**What needs to be done**
For this exercise, return all the data exactly as it stands.

**The input**
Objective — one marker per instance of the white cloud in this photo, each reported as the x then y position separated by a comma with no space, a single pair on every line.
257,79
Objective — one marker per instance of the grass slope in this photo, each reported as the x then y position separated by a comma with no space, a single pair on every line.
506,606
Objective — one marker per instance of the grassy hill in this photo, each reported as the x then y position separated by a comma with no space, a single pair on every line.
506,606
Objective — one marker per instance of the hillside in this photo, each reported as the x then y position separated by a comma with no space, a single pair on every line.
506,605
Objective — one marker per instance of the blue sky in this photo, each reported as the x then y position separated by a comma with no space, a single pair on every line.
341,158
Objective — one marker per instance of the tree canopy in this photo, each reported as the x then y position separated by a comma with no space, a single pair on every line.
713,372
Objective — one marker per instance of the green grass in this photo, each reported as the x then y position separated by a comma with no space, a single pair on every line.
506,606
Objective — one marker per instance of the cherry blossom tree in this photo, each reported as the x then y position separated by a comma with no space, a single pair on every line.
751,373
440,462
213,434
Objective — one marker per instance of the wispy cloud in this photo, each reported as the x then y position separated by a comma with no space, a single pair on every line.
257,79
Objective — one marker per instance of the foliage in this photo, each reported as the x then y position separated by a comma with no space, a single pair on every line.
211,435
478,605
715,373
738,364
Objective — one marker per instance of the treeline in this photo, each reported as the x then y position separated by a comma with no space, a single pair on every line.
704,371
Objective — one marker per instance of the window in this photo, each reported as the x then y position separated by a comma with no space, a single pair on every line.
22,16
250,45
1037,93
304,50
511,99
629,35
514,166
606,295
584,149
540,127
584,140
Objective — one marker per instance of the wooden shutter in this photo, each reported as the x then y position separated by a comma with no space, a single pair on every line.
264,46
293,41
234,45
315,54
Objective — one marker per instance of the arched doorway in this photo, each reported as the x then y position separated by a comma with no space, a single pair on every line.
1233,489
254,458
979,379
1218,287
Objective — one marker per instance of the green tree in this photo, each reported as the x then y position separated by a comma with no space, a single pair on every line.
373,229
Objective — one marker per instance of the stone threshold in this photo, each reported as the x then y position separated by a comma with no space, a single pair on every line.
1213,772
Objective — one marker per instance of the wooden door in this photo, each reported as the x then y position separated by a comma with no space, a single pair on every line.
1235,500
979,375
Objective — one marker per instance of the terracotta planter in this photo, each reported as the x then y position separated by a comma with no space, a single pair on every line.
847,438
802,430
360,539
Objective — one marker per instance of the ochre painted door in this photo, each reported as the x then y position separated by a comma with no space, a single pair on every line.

**Response to this exercise**
Objective — one marker per instance of the white cloud in this photo, each reported as the x then y position separated by a comma with no space, a single pair on every line.
257,79
Objective — one marker per instance of the grass slope in this photo, each reported as the x then y position separated by a comma with no space, a single pair on every line.
506,606
Objective — one marker per instance of the grassy hill in this photo, each reported as the x then y position separated by a comma with no space, a single pair on every line.
506,606
Objective — one marker per instance of the hillside in this photo, each reported as the x then y position separated by a comma with no space, a single pair on every line.
506,605
Objective — one marker per instance of the blue sky in this photo, each reported as the x then y position separated by a comma with no space, a single pair on every line.
341,158
Objective — one marker per instance of the tree canopy in this photo, each reported as the x then y position separated by a comma with no space, a single pair on every line.
713,372
Objective — one marker per instance of the green grass in this photo, each reported as the x then y position separated by a comma with no space, a single pair on every line.
506,606
Objective — one marker per instance of the cherry blossom tree in this photo, each reported as the x then y position separated by a comma with no space, a single pair on every line.
751,373
440,462
213,434
Objective — one marker per instance of the wispy cloud in this photo, each reported as the x then y position separated by a comma with no space, a single pair on every line.
257,79
Objective — one marker per instance of the foliage in this photo, each reported as the x then y position separated by a comma with no space, a single pair on every line.
211,435
478,605
715,373
738,364
Objective — one marker per instance of the treeline in this photo, each reported as the x then y position separated by a comma with no space, a single pair on every line.
704,371
Objective — one marker per instance of the window in this photo, each reported as the x then y position separated by a comma with no space, a single pair on every line.
22,16
250,45
1037,93
304,50
511,99
629,35
514,166
606,295
584,149
540,127
584,140
Objective — one marker per instance of the wooden shutter in this photo, each reported as the x then y position separated by a comma with no space, a single pair on every line.
264,46
293,41
234,45
315,54
Objective — one marker per instance of the arched doorway in this photo, each reported as the x then y position separated by a comma with no space, a single pair on every line.
1233,489
254,458
979,379
1218,287
Objective — one marker per instance of the green tree in this photo, each reported as the x then y position separated by a comma with no space, a single pair on every line.
373,229
Objective — one marker per instance of the stone threshold in this photo, each reported as the x then y position separated by a comma with no space, a single pair on every line.
1213,772
Objective — one marker per instance of the wooden door in this photo, each reported as the x then y position separated by a comma with no space, a single pair on every line.
1235,500
979,375
Objective — one marker per instance of the terracotta planter in this photo, each reported as the x then y position separated by a comma with no space, a single pair on every line.
847,438
802,430
360,539
Objective — one marker per instance of the ochre painted door in this photo, each reported as the x then y position separated by a comma with no space, a single pair on every line.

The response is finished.